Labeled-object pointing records
________________
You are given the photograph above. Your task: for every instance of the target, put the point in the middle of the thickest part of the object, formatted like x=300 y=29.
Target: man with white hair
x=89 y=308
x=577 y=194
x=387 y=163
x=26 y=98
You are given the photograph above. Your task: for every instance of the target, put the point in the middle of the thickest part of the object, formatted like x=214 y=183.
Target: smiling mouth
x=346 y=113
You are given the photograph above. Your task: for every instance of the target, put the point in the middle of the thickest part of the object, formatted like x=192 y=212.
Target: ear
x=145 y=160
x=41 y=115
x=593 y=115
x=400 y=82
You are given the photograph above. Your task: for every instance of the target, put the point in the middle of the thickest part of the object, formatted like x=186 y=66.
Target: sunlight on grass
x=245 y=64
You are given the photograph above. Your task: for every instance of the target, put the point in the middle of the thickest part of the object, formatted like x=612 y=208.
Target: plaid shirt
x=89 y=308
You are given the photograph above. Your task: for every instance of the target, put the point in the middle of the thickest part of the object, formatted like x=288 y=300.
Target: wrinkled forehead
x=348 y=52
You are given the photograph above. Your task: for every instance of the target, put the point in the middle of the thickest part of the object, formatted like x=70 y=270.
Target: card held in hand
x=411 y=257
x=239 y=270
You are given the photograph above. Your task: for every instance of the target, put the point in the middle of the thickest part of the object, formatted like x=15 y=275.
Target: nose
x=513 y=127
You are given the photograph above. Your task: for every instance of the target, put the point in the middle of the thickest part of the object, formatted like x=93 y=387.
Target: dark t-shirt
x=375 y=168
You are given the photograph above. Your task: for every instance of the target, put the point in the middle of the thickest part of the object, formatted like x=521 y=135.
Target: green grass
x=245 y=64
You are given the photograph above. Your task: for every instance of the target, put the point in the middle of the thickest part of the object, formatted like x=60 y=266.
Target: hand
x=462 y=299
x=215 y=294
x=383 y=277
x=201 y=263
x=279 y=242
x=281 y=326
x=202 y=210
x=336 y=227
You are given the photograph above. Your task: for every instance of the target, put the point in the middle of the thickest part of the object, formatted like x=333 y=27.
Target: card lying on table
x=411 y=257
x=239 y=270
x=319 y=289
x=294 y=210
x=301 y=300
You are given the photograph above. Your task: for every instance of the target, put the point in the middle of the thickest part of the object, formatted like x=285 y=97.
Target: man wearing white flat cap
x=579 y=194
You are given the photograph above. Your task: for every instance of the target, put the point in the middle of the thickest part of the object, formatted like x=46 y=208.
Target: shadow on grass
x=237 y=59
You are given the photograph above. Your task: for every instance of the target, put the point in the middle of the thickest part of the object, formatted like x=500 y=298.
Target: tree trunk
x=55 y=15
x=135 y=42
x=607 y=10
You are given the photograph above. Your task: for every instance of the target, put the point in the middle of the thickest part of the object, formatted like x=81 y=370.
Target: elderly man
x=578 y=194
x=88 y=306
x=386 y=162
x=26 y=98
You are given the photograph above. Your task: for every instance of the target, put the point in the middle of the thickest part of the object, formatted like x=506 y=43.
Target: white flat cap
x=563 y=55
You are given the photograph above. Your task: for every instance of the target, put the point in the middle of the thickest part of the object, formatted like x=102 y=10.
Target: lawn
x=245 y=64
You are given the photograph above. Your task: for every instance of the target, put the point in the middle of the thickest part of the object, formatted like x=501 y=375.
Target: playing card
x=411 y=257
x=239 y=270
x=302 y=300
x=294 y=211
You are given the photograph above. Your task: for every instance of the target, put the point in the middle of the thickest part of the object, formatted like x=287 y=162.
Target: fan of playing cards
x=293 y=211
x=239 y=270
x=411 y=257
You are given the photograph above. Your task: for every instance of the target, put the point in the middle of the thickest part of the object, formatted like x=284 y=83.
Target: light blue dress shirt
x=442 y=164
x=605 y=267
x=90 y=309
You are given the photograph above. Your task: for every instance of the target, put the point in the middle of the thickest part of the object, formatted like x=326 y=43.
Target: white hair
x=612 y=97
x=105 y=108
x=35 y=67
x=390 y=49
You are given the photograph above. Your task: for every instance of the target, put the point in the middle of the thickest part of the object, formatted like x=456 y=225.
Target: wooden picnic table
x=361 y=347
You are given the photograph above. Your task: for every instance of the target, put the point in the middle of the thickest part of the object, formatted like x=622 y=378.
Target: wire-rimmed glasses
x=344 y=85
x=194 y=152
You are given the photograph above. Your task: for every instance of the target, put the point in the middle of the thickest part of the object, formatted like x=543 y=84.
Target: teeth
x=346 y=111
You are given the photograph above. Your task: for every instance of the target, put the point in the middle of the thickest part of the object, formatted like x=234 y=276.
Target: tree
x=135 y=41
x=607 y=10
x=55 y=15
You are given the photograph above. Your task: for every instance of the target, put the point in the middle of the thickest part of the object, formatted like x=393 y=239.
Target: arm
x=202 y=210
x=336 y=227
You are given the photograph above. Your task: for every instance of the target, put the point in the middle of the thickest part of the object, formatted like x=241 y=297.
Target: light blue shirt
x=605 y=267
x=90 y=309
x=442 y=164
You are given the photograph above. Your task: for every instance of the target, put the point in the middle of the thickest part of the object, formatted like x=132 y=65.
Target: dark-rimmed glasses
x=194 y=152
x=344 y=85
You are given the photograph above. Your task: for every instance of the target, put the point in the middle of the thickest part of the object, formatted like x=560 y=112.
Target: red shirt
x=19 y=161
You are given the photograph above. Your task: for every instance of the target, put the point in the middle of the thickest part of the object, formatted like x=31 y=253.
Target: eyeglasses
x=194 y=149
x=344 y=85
________________
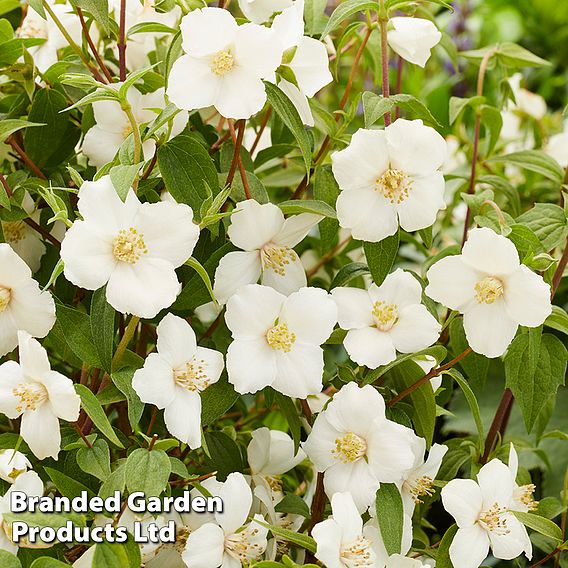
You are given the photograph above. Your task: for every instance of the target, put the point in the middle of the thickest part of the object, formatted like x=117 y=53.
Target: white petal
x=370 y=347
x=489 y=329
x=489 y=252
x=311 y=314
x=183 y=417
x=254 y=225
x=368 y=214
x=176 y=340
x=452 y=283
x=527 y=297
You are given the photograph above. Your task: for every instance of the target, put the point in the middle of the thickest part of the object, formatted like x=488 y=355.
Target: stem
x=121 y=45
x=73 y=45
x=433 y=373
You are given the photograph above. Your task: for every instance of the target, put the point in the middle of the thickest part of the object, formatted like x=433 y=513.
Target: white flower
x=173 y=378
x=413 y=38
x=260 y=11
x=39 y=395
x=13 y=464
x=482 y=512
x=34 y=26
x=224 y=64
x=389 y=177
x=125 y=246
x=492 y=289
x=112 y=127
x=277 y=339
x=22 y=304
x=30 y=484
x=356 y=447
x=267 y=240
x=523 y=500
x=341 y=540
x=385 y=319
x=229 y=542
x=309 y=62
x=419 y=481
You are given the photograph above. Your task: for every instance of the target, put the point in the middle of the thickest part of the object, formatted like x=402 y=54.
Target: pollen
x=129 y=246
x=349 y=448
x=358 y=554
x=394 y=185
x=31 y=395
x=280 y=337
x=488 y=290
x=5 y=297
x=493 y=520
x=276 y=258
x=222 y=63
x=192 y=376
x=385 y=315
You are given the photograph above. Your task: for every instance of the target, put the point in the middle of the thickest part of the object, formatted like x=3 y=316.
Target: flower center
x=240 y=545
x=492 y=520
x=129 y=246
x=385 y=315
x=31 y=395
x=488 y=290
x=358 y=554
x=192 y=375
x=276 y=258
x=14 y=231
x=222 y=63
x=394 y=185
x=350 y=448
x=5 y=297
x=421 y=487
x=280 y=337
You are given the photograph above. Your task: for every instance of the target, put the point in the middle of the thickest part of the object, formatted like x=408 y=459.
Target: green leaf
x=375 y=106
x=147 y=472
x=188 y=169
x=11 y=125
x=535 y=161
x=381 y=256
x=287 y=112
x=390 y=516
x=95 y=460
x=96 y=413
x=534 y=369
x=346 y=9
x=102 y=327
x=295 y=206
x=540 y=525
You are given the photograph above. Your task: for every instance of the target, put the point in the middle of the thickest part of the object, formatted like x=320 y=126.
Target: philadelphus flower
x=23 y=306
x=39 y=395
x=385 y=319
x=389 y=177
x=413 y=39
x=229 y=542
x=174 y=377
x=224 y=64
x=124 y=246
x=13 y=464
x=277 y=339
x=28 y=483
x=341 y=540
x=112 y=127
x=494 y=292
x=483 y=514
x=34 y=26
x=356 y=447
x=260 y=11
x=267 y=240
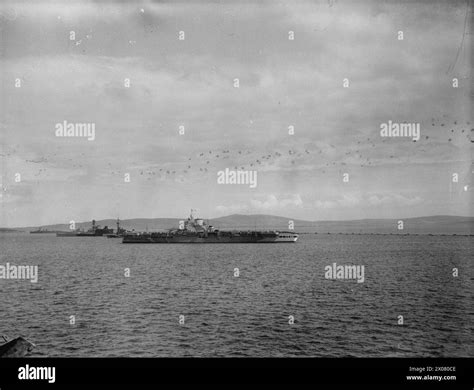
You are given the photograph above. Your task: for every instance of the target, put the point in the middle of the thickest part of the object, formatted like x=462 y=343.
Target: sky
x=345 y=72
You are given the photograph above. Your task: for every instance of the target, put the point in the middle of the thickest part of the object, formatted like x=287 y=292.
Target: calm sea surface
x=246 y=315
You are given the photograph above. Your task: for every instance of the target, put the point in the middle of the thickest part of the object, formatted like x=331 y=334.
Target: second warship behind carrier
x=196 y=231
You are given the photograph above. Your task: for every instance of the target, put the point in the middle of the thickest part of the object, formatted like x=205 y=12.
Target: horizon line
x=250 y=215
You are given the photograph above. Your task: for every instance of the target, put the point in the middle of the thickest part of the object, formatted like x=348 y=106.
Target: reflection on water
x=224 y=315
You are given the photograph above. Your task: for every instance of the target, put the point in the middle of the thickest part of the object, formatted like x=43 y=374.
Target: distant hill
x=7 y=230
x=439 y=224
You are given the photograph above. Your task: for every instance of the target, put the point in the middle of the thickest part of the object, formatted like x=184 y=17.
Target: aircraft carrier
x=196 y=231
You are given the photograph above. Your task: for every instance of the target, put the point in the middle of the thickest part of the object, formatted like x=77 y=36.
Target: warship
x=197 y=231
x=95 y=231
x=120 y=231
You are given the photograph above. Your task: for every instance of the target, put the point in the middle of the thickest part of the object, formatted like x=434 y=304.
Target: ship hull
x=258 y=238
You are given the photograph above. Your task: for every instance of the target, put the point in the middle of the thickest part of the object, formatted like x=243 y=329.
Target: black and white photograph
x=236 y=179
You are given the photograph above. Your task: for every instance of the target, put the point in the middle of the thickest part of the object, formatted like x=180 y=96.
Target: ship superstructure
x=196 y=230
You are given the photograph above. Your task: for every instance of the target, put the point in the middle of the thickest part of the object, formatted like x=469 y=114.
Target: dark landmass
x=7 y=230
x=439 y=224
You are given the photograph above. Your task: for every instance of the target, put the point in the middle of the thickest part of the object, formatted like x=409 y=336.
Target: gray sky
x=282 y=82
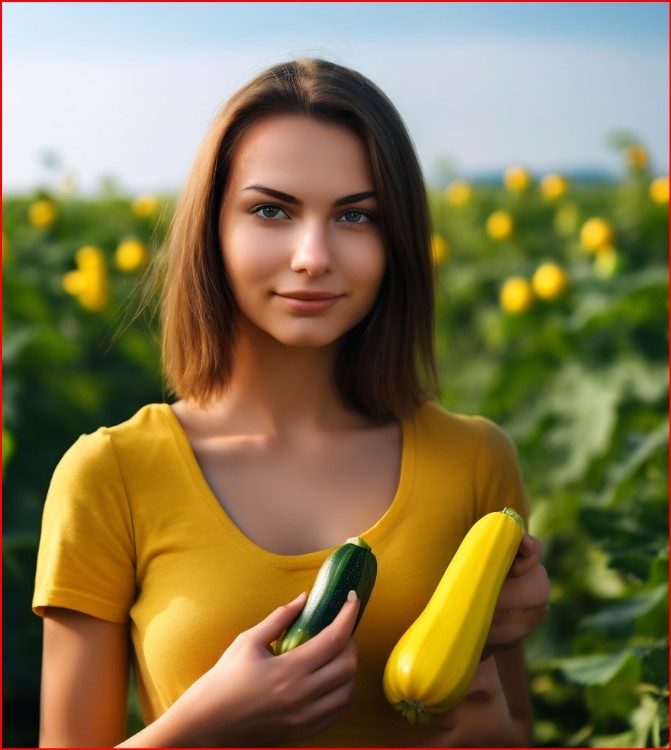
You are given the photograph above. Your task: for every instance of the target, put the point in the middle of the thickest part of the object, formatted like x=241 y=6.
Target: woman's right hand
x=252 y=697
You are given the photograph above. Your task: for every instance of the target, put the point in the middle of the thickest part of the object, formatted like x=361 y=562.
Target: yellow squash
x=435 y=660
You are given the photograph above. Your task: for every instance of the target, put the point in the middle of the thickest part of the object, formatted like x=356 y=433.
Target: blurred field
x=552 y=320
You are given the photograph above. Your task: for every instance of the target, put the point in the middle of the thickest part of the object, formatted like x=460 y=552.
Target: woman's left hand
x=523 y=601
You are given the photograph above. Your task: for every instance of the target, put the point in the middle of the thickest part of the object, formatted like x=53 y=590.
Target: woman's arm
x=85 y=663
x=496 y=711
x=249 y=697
________________
## Stated task
Reproduce the lines starting at the one containing "like x=15 y=275." and ending at the one containing "x=375 y=168", substituting "black t-shirt" for "dark t-shirt" and leaving everything else unchanged.

## Result of the task
You are given the photograph above. Your task: for every instance of the target, put the point in the middle of the thickest part of the object, formatted like x=15 y=275.
Target: nose
x=513 y=127
You are given the photograph above. Your task: for every instance of the target, put the point in the middle of the thickest part of the object, formatted like x=93 y=387.
Target: black t-shirt
x=375 y=168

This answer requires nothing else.